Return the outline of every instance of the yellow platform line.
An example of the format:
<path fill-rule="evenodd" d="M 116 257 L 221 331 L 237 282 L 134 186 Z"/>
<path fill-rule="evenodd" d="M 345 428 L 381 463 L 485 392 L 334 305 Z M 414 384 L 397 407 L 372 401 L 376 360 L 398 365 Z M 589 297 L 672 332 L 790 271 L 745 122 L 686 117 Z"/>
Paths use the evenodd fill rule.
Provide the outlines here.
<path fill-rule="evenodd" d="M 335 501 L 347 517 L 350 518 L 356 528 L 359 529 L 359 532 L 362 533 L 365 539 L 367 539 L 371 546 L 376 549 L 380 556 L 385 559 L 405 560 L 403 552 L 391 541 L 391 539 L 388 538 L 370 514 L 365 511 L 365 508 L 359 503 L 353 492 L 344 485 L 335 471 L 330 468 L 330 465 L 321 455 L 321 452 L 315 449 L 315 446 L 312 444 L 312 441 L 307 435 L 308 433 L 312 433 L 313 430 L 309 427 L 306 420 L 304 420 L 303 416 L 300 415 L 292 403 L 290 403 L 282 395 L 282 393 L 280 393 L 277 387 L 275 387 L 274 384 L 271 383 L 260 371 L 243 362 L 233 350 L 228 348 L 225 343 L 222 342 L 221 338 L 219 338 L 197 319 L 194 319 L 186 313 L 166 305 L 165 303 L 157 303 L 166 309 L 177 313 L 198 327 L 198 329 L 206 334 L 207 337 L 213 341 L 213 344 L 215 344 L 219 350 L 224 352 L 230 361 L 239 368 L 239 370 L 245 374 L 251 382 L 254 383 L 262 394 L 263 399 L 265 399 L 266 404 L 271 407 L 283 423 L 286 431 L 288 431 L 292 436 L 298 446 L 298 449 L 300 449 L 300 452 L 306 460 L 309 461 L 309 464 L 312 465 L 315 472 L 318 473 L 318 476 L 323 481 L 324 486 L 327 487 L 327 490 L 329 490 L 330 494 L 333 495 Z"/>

══════

Nothing in the records above may differ in your copy; retype them in full.

● Finished task:
Return the outline of every instance of the yellow platform line.
An example of the format:
<path fill-rule="evenodd" d="M 116 257 L 221 331 L 237 282 L 134 186 Z"/>
<path fill-rule="evenodd" d="M 345 428 L 381 463 L 485 392 L 334 305 Z M 414 384 L 397 407 L 372 401 L 376 360 L 398 365 Z M 589 297 L 672 332 L 790 271 L 745 122 L 686 117 Z"/>
Paths use the evenodd fill rule.
Provide the outlines here.
<path fill-rule="evenodd" d="M 335 501 L 347 517 L 350 518 L 356 528 L 359 529 L 359 532 L 362 533 L 365 539 L 367 539 L 371 546 L 376 549 L 380 556 L 385 559 L 405 560 L 403 552 L 391 541 L 391 539 L 388 538 L 370 514 L 365 511 L 365 508 L 359 503 L 353 492 L 344 485 L 335 471 L 330 468 L 330 465 L 321 455 L 321 452 L 315 449 L 315 446 L 312 444 L 312 441 L 307 435 L 308 433 L 312 433 L 313 430 L 309 427 L 306 420 L 304 420 L 303 416 L 300 415 L 292 403 L 290 403 L 282 395 L 282 393 L 280 393 L 277 387 L 275 387 L 274 384 L 271 383 L 260 371 L 243 362 L 233 350 L 228 348 L 225 343 L 222 342 L 221 338 L 219 338 L 197 319 L 194 319 L 186 313 L 166 305 L 165 303 L 157 303 L 166 309 L 177 313 L 198 327 L 198 329 L 206 334 L 207 337 L 213 341 L 213 344 L 215 344 L 219 350 L 224 352 L 230 361 L 239 368 L 239 370 L 245 374 L 251 382 L 254 383 L 262 394 L 263 399 L 265 399 L 266 404 L 271 407 L 283 423 L 286 431 L 288 431 L 292 436 L 298 446 L 298 449 L 300 449 L 300 452 L 306 460 L 309 461 L 309 464 L 312 465 L 315 472 L 318 473 L 318 476 L 323 481 L 324 486 L 327 487 L 327 490 L 329 490 L 330 494 L 333 495 Z"/>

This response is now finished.